- _MATERIAL PROVIDED_:
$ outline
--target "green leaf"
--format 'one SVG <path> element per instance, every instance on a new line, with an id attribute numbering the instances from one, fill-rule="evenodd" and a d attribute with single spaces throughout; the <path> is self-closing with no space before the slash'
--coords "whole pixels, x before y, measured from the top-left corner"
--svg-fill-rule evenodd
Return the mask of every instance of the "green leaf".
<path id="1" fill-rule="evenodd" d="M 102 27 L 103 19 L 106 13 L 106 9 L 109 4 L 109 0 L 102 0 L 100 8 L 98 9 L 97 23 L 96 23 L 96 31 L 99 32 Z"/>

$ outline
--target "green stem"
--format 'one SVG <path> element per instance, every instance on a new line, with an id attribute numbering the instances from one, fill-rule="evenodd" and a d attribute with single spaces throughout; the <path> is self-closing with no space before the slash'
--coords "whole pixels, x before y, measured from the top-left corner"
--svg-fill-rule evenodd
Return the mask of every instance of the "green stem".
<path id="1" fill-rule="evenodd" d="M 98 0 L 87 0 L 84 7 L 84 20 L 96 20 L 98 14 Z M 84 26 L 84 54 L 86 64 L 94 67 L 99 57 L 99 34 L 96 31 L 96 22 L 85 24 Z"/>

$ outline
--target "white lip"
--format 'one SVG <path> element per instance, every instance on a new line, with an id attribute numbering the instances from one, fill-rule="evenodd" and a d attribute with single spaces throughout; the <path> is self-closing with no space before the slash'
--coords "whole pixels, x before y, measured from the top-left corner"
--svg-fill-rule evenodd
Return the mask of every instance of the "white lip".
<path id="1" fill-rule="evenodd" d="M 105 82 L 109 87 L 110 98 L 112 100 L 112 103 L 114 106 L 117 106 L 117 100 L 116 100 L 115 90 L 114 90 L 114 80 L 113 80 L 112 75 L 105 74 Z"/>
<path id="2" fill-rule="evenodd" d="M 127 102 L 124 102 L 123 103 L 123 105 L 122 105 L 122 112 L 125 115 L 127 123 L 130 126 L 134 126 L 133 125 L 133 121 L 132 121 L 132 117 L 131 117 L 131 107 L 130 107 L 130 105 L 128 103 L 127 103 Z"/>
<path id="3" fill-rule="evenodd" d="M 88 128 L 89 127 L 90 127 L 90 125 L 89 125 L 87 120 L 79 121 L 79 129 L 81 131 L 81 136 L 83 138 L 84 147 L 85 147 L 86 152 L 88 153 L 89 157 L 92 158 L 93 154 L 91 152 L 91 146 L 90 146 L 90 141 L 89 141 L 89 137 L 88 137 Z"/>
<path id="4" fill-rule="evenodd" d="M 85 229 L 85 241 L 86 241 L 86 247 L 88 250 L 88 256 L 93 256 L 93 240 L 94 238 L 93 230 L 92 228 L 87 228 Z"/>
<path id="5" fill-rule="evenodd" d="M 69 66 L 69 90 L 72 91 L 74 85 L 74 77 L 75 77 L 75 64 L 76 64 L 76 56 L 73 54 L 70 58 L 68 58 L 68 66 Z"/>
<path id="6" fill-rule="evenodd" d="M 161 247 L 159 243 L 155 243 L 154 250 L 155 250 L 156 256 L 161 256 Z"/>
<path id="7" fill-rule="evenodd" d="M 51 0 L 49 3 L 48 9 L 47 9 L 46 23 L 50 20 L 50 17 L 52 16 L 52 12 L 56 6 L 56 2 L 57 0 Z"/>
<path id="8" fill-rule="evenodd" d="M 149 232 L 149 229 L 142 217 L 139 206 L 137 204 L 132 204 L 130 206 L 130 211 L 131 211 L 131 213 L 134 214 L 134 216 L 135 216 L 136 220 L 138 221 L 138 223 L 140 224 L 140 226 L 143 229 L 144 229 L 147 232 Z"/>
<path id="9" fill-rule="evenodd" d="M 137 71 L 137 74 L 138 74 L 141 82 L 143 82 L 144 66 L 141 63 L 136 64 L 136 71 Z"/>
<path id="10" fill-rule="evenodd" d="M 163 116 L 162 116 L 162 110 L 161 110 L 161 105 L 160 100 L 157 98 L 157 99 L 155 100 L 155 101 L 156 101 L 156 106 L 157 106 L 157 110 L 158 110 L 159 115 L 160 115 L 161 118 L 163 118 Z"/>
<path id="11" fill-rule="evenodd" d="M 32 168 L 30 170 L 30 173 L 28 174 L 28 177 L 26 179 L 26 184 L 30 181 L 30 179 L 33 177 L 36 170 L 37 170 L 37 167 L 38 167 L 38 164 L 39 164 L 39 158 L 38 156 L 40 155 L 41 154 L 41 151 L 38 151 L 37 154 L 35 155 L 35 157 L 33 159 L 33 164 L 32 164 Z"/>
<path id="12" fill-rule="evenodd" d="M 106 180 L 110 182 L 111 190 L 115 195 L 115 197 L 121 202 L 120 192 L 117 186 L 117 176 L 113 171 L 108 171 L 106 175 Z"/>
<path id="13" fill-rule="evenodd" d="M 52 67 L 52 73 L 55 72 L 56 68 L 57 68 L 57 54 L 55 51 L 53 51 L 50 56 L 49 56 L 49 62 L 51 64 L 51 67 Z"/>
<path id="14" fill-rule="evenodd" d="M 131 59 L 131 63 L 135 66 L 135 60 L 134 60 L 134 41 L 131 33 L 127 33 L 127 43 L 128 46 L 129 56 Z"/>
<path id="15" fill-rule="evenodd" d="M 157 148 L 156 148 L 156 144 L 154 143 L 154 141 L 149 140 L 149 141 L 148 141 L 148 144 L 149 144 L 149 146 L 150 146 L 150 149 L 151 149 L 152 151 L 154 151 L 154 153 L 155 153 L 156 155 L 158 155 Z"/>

- _WHAT YOU SHOULD DO_:
Write out the material character for character, starting at its first line and stopping after the line that contains "98 0 L 87 0", both lines included.

- _SOLUTION TO THIS EXERCISE_:
$ outline
--target "green leaf"
--format 'one SVG <path> element per instance, every instance on a new line, with an id attribute numbering the instances from one, fill-rule="evenodd" and a d attribute with single spaces throughout; the <path> is self-closing with no space before the slash'
--coords "whole pixels, x before y, measured from the top-left corner"
--svg-fill-rule evenodd
Return the mask of every instance of the "green leaf".
<path id="1" fill-rule="evenodd" d="M 102 27 L 103 19 L 106 13 L 106 9 L 109 4 L 109 0 L 102 0 L 100 8 L 98 9 L 97 23 L 96 23 L 96 31 L 99 32 Z"/>

$ outline
--target "green stem"
--format 'one SVG <path> element per instance, every instance on a new line, with an id attribute numbering the instances from one, fill-rule="evenodd" and a d attribute with single spaces throughout; the <path> is self-closing with no space before the slash'
--coords "whole pixels, x before y, measured from the top-left corner"
--svg-fill-rule evenodd
Return the mask of every instance of the "green stem".
<path id="1" fill-rule="evenodd" d="M 98 0 L 87 0 L 84 7 L 84 20 L 96 20 L 98 14 Z M 84 26 L 84 54 L 86 64 L 94 67 L 99 57 L 99 34 L 96 31 L 96 22 L 85 24 Z"/>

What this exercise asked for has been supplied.